• **Problem description**
All of the entries below should be printed exactly; the pictures are to be left out.

• **Material provided**
· · · · ·
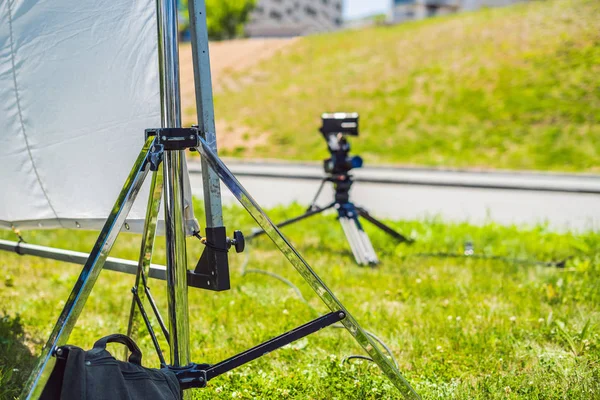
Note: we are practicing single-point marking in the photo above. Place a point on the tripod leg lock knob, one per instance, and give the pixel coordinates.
(238, 241)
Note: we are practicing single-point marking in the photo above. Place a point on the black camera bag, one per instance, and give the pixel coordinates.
(96, 375)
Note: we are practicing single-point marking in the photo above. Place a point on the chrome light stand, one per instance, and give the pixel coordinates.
(166, 146)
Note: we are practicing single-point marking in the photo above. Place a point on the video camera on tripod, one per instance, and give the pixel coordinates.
(335, 127)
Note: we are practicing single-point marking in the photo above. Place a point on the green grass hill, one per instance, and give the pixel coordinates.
(509, 88)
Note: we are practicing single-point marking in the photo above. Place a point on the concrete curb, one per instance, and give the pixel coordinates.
(524, 181)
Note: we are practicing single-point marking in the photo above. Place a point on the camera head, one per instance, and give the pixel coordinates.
(339, 123)
(335, 127)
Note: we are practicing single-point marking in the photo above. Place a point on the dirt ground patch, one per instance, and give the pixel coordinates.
(227, 58)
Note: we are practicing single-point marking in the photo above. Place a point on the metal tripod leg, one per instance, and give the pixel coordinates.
(396, 235)
(81, 291)
(146, 250)
(360, 244)
(313, 203)
(314, 281)
(309, 213)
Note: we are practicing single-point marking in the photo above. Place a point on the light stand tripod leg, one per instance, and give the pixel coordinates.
(89, 274)
(177, 289)
(146, 250)
(307, 214)
(314, 281)
(396, 235)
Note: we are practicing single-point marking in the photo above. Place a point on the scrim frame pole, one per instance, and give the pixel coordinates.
(173, 167)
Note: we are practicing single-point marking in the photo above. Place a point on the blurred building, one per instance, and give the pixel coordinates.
(272, 18)
(405, 10)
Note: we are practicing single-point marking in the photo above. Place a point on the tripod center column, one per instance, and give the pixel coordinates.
(173, 166)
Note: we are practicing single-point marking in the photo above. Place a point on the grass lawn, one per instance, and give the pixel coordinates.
(460, 328)
(510, 88)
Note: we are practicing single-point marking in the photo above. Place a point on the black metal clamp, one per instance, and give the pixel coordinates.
(212, 270)
(175, 138)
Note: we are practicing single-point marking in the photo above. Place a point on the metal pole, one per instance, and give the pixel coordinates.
(205, 109)
(173, 185)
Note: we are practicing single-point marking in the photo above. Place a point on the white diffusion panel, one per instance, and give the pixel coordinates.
(79, 85)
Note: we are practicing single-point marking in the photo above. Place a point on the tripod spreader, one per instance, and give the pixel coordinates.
(196, 375)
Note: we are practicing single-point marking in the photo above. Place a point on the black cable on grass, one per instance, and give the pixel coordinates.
(245, 271)
(354, 357)
(509, 260)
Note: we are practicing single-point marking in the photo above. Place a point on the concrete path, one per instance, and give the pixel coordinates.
(565, 202)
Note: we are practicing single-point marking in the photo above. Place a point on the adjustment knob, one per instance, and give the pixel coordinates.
(238, 241)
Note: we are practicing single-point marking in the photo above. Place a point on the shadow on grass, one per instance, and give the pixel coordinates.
(16, 359)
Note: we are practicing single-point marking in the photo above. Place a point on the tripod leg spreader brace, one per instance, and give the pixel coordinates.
(196, 375)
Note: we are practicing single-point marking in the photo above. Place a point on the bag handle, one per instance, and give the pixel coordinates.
(136, 353)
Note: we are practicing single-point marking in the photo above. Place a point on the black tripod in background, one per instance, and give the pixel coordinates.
(335, 128)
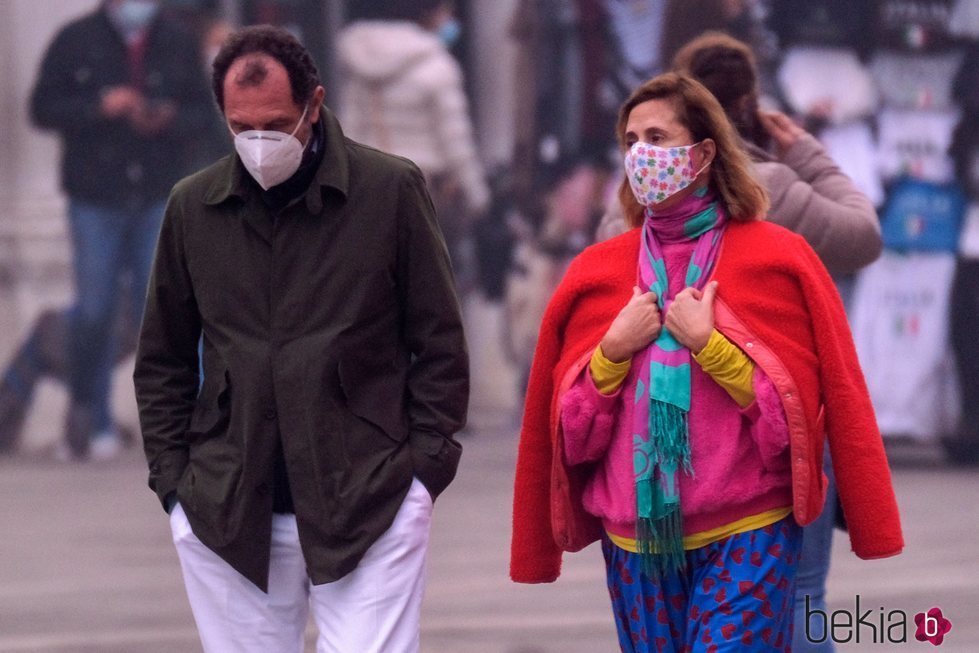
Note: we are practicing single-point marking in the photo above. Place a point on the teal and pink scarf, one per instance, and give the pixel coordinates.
(661, 445)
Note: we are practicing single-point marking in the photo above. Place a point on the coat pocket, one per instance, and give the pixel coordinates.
(213, 408)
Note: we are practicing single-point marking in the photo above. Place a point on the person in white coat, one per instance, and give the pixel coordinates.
(401, 91)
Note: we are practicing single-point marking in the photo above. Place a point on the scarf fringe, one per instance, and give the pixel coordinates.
(660, 544)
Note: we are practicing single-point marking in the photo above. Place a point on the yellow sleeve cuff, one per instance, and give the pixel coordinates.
(606, 375)
(729, 367)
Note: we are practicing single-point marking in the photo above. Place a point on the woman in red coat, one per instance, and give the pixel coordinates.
(687, 375)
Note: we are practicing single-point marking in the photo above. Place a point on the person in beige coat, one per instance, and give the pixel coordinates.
(809, 193)
(402, 92)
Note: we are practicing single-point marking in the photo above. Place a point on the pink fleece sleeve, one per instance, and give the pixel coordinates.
(587, 420)
(767, 423)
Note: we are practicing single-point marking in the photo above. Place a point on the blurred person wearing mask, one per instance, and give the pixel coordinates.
(810, 196)
(300, 475)
(123, 88)
(403, 93)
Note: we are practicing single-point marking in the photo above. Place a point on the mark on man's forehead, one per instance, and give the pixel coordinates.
(252, 72)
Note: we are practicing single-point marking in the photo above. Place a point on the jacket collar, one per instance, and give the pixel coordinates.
(233, 180)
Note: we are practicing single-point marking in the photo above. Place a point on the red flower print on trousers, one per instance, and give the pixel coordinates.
(932, 626)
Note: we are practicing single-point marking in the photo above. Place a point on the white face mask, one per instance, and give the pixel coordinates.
(270, 157)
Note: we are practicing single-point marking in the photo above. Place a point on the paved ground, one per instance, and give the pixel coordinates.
(86, 565)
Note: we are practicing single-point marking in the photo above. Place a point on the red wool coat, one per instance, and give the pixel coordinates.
(776, 301)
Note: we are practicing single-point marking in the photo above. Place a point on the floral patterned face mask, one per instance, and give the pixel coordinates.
(655, 173)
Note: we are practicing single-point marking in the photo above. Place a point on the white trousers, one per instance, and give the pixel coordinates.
(375, 608)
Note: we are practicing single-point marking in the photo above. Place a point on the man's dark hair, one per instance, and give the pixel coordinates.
(274, 42)
(416, 10)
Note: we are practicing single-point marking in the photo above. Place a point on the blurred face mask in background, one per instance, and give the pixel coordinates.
(449, 32)
(657, 173)
(270, 157)
(136, 14)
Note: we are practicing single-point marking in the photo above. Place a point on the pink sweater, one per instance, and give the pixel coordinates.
(740, 456)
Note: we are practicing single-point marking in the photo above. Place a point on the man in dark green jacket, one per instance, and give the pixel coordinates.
(334, 366)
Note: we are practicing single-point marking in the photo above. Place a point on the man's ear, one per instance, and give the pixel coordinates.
(315, 103)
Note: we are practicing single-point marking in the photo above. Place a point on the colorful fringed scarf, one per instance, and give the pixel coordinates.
(661, 445)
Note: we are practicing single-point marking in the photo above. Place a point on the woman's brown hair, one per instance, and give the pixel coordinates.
(698, 110)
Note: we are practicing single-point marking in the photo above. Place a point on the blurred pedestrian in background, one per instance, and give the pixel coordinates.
(808, 193)
(403, 92)
(695, 477)
(123, 88)
(300, 476)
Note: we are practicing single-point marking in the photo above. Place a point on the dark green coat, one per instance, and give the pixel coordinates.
(333, 324)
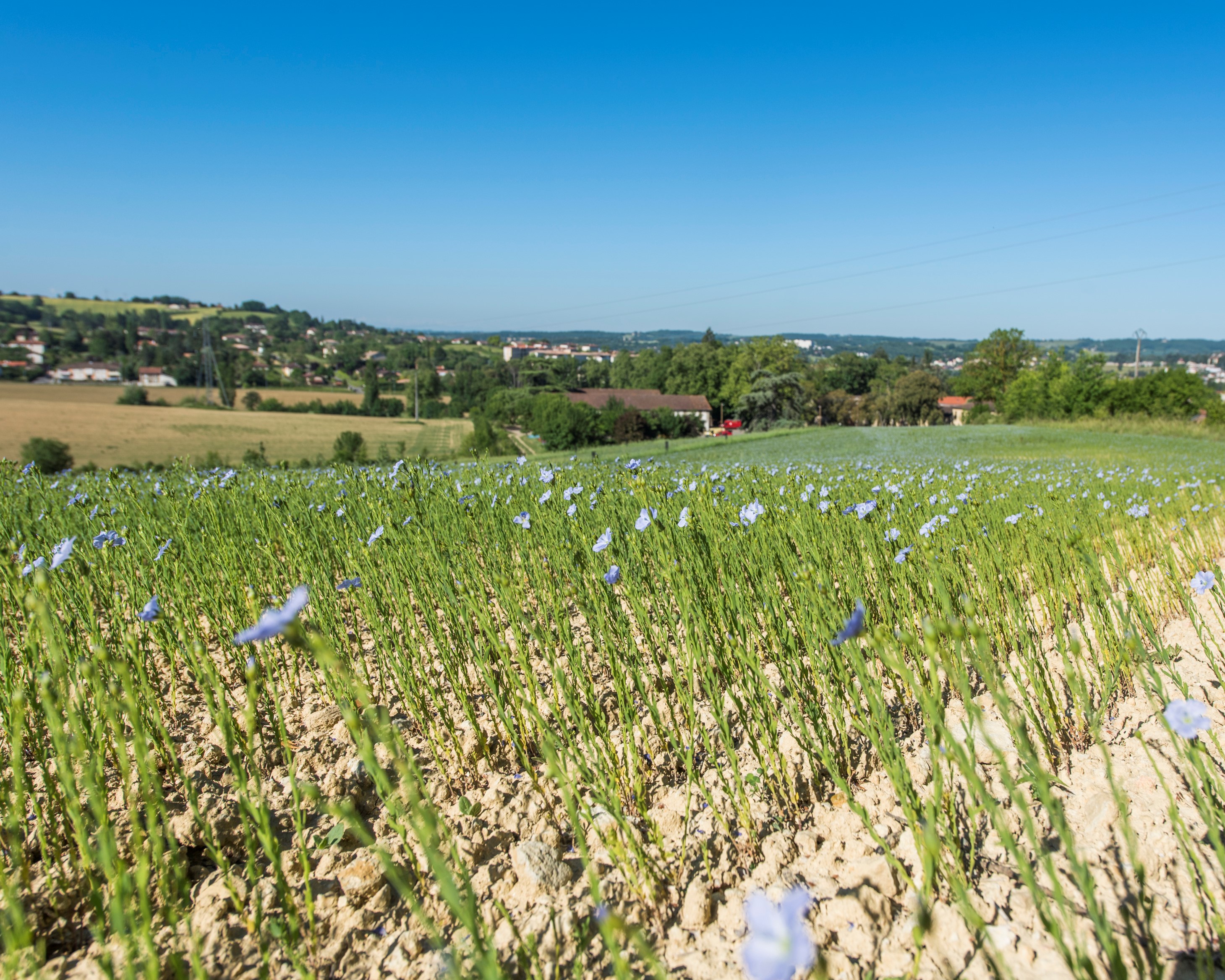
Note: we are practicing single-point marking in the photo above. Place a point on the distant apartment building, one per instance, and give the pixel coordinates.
(155, 378)
(514, 352)
(32, 346)
(647, 400)
(103, 371)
· · · · ·
• **Final answer**
Note: we are practicing single-point marking in the photo above. Place a point on the tripod leg lock knob, one per instance, and give the pixel coordinates.
(238, 241)
Note: we are practicing single-point marking in the photo above. Place a point on the black camera bag, one per instance, and give the pixel coordinates.
(96, 375)
Note: we are practicing single-point marking in the photo above. Place a point on the chrome light stand, one per instance, and give the pixel coordinates.
(166, 146)
Note: we are practicing single-point marking in the photo above. Place a point on the video camera on tripod, one per instance, and give the pixel coordinates.
(335, 127)
Note: we are practicing single-point marking in the photo above. Place a point on the green grass hill, one per instance, and give the pixel coordinates.
(509, 88)
Note: we are practicing single-point marking in the photo above. Place a point on the concrete curb, one per instance, and give the pixel coordinates.
(524, 181)
Note: we are practicing single-point marking in the photo above. Place a point on the camera head, one per instance, and give the pixel coordinates.
(339, 123)
(335, 127)
Note: we are practicing single-point marking in the photo above. Place a point on the dirt ground patch, one per instance, and give the pixel coordinates.
(227, 58)
Note: we are practicing single-point marking in the photo above. Place a point on the metal tripod leg, one per instance, and give the pixel coordinates.
(396, 235)
(81, 291)
(146, 250)
(360, 244)
(313, 203)
(314, 281)
(309, 213)
Note: we are practicing single-point marking in the photo above. Place a point on the light stand tripod leg, one per instance, and give the pixel coordinates.
(89, 274)
(177, 289)
(146, 250)
(307, 214)
(314, 281)
(396, 235)
Note: we are practicing single-point marking in the photo above. Place a point on the scrim frame pole, one per instance, and give the pixel coordinates.
(173, 167)
Note: we are practicing single-point marking in the photo above. Place a point on the blurred building, one per instance, and give the pixel coordinates.
(272, 18)
(405, 10)
Note: we are practicing single-point marking in the photo above. Place a point on the tripod center column, one per instance, and give the pixel coordinates.
(173, 166)
Note: we are practicing single-point marking in the photo above. Place a point on the grass lawn, one per instance, and give the pixel coordinates.
(460, 328)
(510, 88)
Note: we are practicing single-point marking in the photo above. Place a point on the black metal clamp, one per instance, and give the pixel coordinates.
(212, 270)
(175, 138)
Note: we are practicing single-point marking in the photo above. Place a point on the metal pole, one per instance, and give the pixel coordinates.
(205, 109)
(173, 185)
Note: we are practicing single-point marking in the photo above. Place a point on the white diffusion panel, one per instance, and give the pixel coordinates.
(79, 85)
Note: we are practicing single-point marking in the photo above. Place a point on the tripod spreader, one per instance, and give the pixel coordinates.
(196, 375)
Note: we are practicing single-point marking in the photo above. Place a point on the black cable on grass, one per instance, and give the pixel coordinates.
(245, 271)
(354, 357)
(509, 260)
Note: we are practicing single-point marking in the photo above. Place a point on the concrete path, one per instance, and give the pixel coordinates.
(565, 202)
Note: we are practicing single-point marking in the photo above. Place a point on the adjustment knob, one per instance, and give the pixel coordinates.
(238, 241)
Note: we are practicing single-point marking in the photo above. Place a point on the shadow on grass, one per instance, and give the pixel coordinates.
(16, 359)
Note: we are practicing single-point marking in the photo above. Place a point on the tripod leg spreader brace, one per instance, and give the pixel coordinates.
(196, 375)
Note: we are practicing single-point marking in the photo above. Place a point on the bag handle, one per instance, and give the pixel coordinates.
(136, 353)
Note: we are practicing single-point marking in the photo above. Place a point on the black tripod in background, one per instance, and give the pixel coordinates.
(335, 128)
Note: we are practicing single-point marking in the photo above. Place a point on the teal and pink scarf, one per instance, and give the pixel coordinates.
(661, 445)
Note: we are practicing single-point marking in the photo above. Place a point on the coat pocket, one per instance, and give the pixel coordinates.
(213, 408)
Note: we are practicing single-point marking in the photo above. Place a point on the person in white coat, one per instance, and give the pixel coordinates.
(401, 91)
Note: we are practicing single-point marking in the photo above. Place a point on the scarf fringe, one per instance, and give the pixel coordinates.
(660, 544)
Note: we are practicing single-point marking in the photo above. Place a point on the yellow sleeve cuff, one per instance, and give the pixel coordinates.
(606, 375)
(729, 367)
Note: we are practicing single-point marking in the photo above. Place a point on the woman in red coat, one per instance, and give the pixel coordinates.
(687, 375)
Note: we are practicing single-point marking in the photo above. Place a point on the person in beige coat, one per instance, and give the pixel coordinates.
(809, 193)
(402, 92)
Note: we are practicing single-point marking in the photo above. Place a point on the pink fleece sleeve, one per instance, and give the pixel coordinates.
(587, 420)
(767, 423)
Note: we are practicing single-point marking in the photo above. Place a point on the blurred person wearing mask, one per instance, and give the pixel coordinates.
(810, 196)
(300, 475)
(123, 88)
(403, 93)
Note: we are practicing single-point marking in the photo above. Place a point on the mark on man's forehead, one per instance, and give the pixel coordinates.
(252, 72)
Note: we are practicing single-point marking in the photo above. Place a point on the jacket collar, one per instance, and give the pixel coordinates.
(233, 180)
Note: we are practicing single-point marking in the photo above. Place a point on the red flower print on trousers, one per instance, and give the pixel coordinates.
(932, 626)
Note: we are practicing single-point marking in the photo above. Place a point on the white face mask, one per instance, and give the pixel coordinates.
(270, 157)
Note: we are practicing single-point marking in the photo above. Place a point on the paved ground, one per instance, and give the pixel coordinates.
(86, 565)
Note: we are practicing single-point marking in the photo above. Place a point on the red wool coat, one per instance, and give the pixel coordinates.
(776, 301)
Note: we are practicing single-point marking in the photo above. Place a point on the floral patterned face mask, one per instance, and give the pixel coordinates.
(655, 173)
Note: we are practicing single-point marking in the photo above. Place a point on the white trousers, one per instance, and give the pixel coordinates.
(375, 608)
Note: we are practicing single-point marking in the photo above. Place a point on the man's dark hair, one per instance, and give the pixel coordinates.
(274, 42)
(416, 10)
Note: we are practicing single-point marking in the photo above. Place a point on the blurred face mask in background, one per instance, and give the pixel coordinates.
(449, 32)
(657, 173)
(270, 157)
(136, 14)
Note: we are practicing single-point marking in the photo above. Place a point on the pink sweater, one per instance, and give the pixel coordinates.
(740, 456)
Note: we are practicing single-point marking in the photo above. Place a point on the man in dark green jacket, one per instance, and give the pixel coordinates.
(334, 366)
Note: we are practicing single-point marking in the photo above. Place a point on the man's ear, one per instance, and give the pixel coordinates.
(315, 103)
Note: we are practicing single-point marking in the photo above. Place a point on the colorful fringed scarf, one per instance, and give the pixel coordinates.
(661, 445)
Note: we are practicing single-point marking in the photo above. Place a point on the woman's brown hair, one per instance, and give the pixel coordinates.
(698, 110)
Note: we are practicing single-point marking in the photo above. Place a point on the blurred pedestrian in background, one per instance, and give the pixel coordinates.
(808, 193)
(403, 92)
(695, 477)
(123, 88)
(300, 476)
Note: we are practicing single-point marking in the photo above. Place a point on the dark green coat, one per instance, and give the pixel coordinates.
(333, 324)
Note: we are practicing single-point marking in the photo above. Place a point on the distant apartment building, one per instance, and give the pixel coordinates.
(155, 378)
(514, 352)
(32, 346)
(647, 400)
(103, 371)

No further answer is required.